• Excerpt:
++++++++++
Former NASA administrator shares stories, insights on space travel
By Jason Gabak
Editor
During his career Sean O’Keefe has held many prestigious positions.
Currently O’Keefe is University Professor and the Howard G. and S. Louise Phanstiel Chair in Strategic Management and Leadership at Syracuse University’s Maxwell School of Citizenship and Public Affairs.
Concurrently, he serves as Distinguished Senior Advisor at the Center for Strategic and International Studies.
He has held positions such as chairman and CEO of Airbus Group Inc., the U.S.-based division of the global aerospace, defense and space corporation.
Prior to that, he was vice president of the General Electric Co. and chancellor of Louisiana State University.
On four separate occasions, he served as a presidential appointee — as administrator of NASA, secretary of the Navy, deputy director of the Office of Management and Budget and comptroller and CFO at the Defense Department.
It was his years with NASA, from 2001 to 2004, which O’Keefe was sharing when he was the speaker at the Skaneateles Speaker Series organized by the Professional Services Committee of the Skaneateles Area Chamber of Commerce.
O’Keefe began with a look at where the space race began.
He shared the famous words that John F. Kennedy shared in 1961, stating that by the end of the decade the United States would land a man on the moon.
“It was an audacious and bold statement,” O’Keefe said. “If we can accomplish this, imagine what else we can do.”
This speech by Kennedy, what has come to be known as the “New Ocean Speech,” according to O’Keefe touched on something in the American collective psyche and rallied and inspired people to take on the challenge presented by Kennedy.
“As Americans it is part of what we do,” O’Keefe said. “We take a challenge and we go conquer it. As Kennedy said we do these things not because they are easy, but because they are hard. He said we are going to go to the moon and that got everyone excited.”
O’Keefe said this was no small task as NASA had only been established three years prior to Kennedy’s speech by Dwight D. Eisenhower and the technology for space exploration was in its infancy.
The space race, O’Keefe said, was born out of the Cold War and Russia’s launch of Sputnik also served to fan the flames for exploration.
According to O’Keefe, between Kennedy’s speech and the first moon landing, public interest did ebb and flow as there were numerous other critical events taking place during these turbulent years such as Vietnam and the Civil Rights Movement.
But at NASA there was a very specific focus.
“We were going to keep trying until we achieved,” O’Keefe said. “We didn’t know how we were going to do these things, but we kept working at it and the technology advanced in ways we only dimly imagined to be possible.”
++++++++++
Stored data:
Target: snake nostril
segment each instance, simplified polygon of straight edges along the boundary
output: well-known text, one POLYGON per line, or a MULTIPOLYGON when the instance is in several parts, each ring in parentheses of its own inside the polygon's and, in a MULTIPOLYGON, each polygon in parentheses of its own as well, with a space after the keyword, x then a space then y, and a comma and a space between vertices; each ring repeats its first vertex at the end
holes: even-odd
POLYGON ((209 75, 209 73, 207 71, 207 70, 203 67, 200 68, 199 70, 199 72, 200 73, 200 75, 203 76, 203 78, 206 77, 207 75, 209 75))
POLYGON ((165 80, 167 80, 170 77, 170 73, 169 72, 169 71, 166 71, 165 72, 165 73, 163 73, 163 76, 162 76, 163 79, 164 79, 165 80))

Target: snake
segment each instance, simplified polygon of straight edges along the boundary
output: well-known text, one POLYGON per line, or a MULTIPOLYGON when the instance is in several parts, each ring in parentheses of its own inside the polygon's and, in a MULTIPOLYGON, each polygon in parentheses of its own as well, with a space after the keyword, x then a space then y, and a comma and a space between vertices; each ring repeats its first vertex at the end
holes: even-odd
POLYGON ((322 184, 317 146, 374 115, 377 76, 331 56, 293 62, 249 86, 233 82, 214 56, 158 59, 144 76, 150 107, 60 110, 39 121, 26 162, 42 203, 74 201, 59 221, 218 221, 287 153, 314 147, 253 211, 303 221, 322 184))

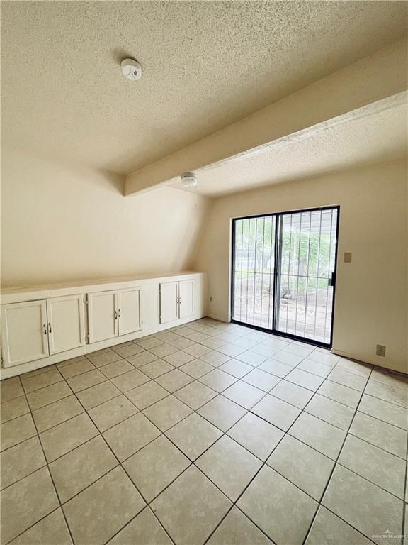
++++++++++
• Assignment 1: Write out the passage of the article on Sean O'Keefe that begins at the words "Former NASA administrator" and stops after "and space corporation.".
• Assignment 2:
Answer these questions from the article on Sean O'Keefe:
(a) In which years was O'Keefe with NASA?
(b) According to O'Keefe, which president established NASA?
(c) In what year did Kennedy say the United States would land a man on the moon?
• Assignment 3:
Does the article on Sean O'Keefe support each statement? Answer yes or no, and quote the words that decide it.
(a) O'Keefe was once chancellor of Louisiana State University.
(b) NASA organized the Skaneateles Speaker Series.
(c) O'Keefe served as a presidential appointee on three occasions.

• Exercise output 1:
Former NASA administrator shares stories, insights on space travel
By Jason Gabak
Editor
During his career Sean O’Keefe has held many prestigious positions.
Currently O’Keefe is University Professor and the Howard G. and S. Louise Phanstiel Chair in Strategic Management and Leadership at Syracuse University’s Maxwell School of Citizenship and Public Affairs.
Concurrently, he serves as Distinguished Senior Advisor at the Center for Strategic and International Studies.
He has held positions such as chairman and CEO of Airbus Group Inc., the U.S.-based division of the global aerospace, defense and space corporation.

• Exercise output 2:
(a) From 2001 to 2004.
(b) Dwight D. Eisenhower.
(c) 1961.

• Exercise output 3:
(a) Yes. "chancellor of Louisiana State University"
(b) No. "organized by the Professional Services Committee of the Skaneateles Area Chamber of Commerce"
(c) No. "On four separate occasions, he served as a presidential appointee"